Exercise aim
Quote the vaccine passage word for word. Start at the words "Newer vaccines splice" and stop after "said Dr. Farzan.)".

Reading text
# # # # # # #
Historically, vaccines have been made by killing or weakening whole viruses and injecting them; that stimulates the immune system to produce antibodies that recognize and attack the real virus when it arrives.
Newer vaccines splice genes for particular antibodies into other weakened viruses. Generally, the genes are carried into a cell by the virus, incorporated into the cell’s genome, and begin producing the necessary antibodies.
But this new method splices the desired gene into a stretch of DNA so short that it cannot function like a virus at all and does not deserve to be called one, Dr. Farzan said, who refers to it simply as “a gene therapy vector.” It does not integrate itself into the DNA of a cell or replicate itself. (Yet it is sometimes called an A.A.V., short for “adeno-associated virus,” even though that causes confusion, said Dr. Farzan.)
Nonetheless, injecting that vector into muscle stimulates cells to produce the antibody-like protein encoded by the gene.
“Why? We’re not really able to answer that question,” Dr. Farzan said. “But it does.”
H.I.V. normally targets CD4 cells, white blood cells that act as the sentinels of the immune system.
# # # # # # #
Data shown
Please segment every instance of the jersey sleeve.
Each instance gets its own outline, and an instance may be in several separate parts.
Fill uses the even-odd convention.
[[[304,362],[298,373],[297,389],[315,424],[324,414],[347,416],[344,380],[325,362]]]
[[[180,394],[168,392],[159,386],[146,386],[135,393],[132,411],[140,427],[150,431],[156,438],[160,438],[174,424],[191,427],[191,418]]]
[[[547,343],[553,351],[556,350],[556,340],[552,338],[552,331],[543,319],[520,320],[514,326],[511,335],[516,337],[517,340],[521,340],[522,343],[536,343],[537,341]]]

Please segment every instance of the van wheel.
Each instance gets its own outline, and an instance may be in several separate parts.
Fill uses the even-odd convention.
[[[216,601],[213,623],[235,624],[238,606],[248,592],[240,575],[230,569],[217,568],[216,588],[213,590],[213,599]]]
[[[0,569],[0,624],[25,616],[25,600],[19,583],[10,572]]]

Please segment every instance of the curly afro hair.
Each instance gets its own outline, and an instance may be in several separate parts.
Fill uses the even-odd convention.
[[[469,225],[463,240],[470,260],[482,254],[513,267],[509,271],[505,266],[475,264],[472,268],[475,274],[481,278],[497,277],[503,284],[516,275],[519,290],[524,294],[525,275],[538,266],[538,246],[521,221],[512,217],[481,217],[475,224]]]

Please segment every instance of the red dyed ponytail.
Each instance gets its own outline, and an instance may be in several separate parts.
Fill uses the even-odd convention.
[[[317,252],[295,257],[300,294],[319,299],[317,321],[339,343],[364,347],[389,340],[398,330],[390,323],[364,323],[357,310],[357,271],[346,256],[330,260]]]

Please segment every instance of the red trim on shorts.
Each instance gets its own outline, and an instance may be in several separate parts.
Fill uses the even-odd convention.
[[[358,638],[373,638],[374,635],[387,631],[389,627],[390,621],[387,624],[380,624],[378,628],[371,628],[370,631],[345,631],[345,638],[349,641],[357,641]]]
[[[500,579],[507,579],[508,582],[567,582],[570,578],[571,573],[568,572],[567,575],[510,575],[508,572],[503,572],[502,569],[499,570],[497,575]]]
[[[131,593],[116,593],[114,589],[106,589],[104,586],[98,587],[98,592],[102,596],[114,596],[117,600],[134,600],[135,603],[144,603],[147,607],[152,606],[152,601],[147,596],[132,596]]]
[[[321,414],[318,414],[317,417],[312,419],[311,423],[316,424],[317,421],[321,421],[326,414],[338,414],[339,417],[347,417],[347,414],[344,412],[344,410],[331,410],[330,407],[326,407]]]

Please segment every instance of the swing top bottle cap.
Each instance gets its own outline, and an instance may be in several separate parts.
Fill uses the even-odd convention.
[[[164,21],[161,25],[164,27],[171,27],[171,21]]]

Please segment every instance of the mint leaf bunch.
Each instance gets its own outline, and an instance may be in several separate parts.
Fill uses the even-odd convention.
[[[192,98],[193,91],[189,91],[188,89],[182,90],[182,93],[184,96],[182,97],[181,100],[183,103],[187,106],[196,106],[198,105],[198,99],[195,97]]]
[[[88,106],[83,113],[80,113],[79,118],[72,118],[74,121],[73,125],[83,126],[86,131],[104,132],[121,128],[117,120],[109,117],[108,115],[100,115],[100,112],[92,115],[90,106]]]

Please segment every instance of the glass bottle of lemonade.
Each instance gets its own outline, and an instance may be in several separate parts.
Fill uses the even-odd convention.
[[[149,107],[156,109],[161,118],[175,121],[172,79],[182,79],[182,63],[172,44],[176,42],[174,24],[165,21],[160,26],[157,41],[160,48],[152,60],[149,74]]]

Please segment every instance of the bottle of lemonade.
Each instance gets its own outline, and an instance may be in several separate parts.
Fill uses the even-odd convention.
# # # # # # #
Solution below
Newer vaccines splice genes for particular antibodies into other weakened viruses. Generally, the genes are carried into a cell by the virus, incorporated into the cell’s genome, and begin producing the necessary antibodies.
But this new method splices the desired gene into a stretch of DNA so short that it cannot function like a virus at all and does not deserve to be called one, Dr. Farzan said, who refers to it simply as “a gene therapy vector.” It does not integrate itself into the DNA of a cell or replicate itself. (Yet it is sometimes called an A.A.V., short for “adeno-associated virus,” even though that causes confusion, said Dr. Farzan.)